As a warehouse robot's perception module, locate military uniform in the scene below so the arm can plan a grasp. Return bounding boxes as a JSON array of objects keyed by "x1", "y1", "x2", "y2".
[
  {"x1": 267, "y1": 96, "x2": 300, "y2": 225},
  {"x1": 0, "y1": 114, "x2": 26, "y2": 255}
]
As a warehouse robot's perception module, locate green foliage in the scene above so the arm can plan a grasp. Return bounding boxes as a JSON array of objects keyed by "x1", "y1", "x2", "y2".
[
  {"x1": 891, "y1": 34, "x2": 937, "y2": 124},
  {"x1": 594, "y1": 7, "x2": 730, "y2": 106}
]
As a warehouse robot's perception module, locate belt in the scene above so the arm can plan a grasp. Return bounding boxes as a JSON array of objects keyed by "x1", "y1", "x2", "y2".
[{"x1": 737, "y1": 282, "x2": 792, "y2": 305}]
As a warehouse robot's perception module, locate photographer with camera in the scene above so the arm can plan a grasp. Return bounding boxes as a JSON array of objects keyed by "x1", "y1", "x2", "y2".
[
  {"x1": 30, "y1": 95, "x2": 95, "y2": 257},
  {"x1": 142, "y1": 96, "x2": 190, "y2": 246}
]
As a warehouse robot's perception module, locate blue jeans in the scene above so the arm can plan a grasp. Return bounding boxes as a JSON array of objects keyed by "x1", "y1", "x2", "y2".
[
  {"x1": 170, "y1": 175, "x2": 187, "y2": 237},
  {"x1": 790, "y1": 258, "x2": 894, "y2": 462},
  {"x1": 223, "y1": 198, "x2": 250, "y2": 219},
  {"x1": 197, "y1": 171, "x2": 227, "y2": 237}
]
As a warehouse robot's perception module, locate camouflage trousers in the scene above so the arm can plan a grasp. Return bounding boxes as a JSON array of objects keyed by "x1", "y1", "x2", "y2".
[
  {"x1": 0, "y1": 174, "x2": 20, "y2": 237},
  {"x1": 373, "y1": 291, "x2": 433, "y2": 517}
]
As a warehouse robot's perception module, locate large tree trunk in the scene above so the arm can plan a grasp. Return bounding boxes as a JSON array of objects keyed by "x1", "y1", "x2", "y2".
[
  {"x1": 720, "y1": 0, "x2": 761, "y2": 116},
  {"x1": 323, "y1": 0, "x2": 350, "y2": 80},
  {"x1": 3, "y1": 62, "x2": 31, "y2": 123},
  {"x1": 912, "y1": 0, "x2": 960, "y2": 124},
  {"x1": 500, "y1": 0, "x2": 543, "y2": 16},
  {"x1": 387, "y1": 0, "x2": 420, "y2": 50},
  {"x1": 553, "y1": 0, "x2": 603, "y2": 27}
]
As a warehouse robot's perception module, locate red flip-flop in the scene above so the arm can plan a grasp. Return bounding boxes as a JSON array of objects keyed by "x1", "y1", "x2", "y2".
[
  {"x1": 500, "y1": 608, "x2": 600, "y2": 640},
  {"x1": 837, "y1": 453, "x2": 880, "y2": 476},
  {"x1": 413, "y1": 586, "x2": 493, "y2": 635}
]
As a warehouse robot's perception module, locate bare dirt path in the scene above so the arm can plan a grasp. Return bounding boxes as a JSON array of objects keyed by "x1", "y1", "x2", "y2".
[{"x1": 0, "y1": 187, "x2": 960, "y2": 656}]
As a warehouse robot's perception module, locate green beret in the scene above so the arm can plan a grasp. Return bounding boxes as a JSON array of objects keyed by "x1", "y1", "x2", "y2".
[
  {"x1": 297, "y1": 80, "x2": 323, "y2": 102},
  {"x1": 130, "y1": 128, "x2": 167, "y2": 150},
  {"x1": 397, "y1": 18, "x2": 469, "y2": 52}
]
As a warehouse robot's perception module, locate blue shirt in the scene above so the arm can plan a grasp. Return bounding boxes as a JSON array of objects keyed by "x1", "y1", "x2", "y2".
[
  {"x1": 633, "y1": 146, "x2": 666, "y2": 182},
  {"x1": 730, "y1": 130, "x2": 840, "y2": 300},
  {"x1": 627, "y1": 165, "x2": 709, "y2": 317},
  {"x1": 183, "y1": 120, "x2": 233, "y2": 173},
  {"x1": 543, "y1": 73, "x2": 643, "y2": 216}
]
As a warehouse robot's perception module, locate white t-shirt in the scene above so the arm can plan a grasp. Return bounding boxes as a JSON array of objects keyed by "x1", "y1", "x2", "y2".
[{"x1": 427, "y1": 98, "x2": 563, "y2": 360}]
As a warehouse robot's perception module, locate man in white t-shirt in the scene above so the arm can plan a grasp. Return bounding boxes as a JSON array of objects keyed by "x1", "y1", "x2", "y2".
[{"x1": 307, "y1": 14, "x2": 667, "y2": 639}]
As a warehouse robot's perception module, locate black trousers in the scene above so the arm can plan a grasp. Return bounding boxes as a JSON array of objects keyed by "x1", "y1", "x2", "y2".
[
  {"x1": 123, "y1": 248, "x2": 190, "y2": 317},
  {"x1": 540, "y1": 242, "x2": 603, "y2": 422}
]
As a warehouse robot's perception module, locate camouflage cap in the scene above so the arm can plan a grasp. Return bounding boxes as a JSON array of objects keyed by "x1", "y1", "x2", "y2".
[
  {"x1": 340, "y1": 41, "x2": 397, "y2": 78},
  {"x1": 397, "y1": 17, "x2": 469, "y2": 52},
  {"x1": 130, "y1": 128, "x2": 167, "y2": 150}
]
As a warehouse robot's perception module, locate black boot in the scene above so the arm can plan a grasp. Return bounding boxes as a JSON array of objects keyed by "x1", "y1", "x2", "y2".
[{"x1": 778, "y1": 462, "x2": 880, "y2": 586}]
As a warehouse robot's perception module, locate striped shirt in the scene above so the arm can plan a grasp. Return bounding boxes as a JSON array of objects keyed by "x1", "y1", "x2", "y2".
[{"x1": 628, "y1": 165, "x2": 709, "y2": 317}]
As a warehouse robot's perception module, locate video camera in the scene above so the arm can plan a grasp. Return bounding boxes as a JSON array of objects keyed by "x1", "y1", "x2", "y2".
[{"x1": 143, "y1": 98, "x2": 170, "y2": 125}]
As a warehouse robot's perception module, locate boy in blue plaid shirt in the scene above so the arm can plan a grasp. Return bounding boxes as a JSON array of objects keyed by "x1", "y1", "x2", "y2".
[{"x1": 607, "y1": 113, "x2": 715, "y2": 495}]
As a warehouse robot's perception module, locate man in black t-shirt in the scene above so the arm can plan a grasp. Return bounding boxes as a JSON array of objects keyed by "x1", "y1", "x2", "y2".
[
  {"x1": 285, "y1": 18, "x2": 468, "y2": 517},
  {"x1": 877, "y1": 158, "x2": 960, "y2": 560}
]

-----

◆ Aim:
Please quote nothing but the lines from the line with "As a warehouse robot's perception module, locate video" through the end of the data above, exactly as written, ends included.

◆ Response below:
As a warehouse robot's perception module, locate video camera in the scene above so the arm can plan a grasp. Return bounding boxes as a JSON array of objects keyed by "x1", "y1", "x2", "y2".
[{"x1": 143, "y1": 98, "x2": 170, "y2": 125}]
As a warehouse robot's perception module, locate boy in blue plaid shirt in the scene above so the arm can plan a grasp. Return bounding boxes as a JSON array of objects keyed by "x1", "y1", "x2", "y2".
[{"x1": 607, "y1": 113, "x2": 715, "y2": 495}]
As a warehouse robot's perception module, locate man in black t-shirt in the scene above so the arm can plan a grasp. Return bounding boxes as a JSON array of objects keyed by "x1", "y1", "x2", "y2".
[
  {"x1": 285, "y1": 18, "x2": 468, "y2": 517},
  {"x1": 877, "y1": 158, "x2": 960, "y2": 560}
]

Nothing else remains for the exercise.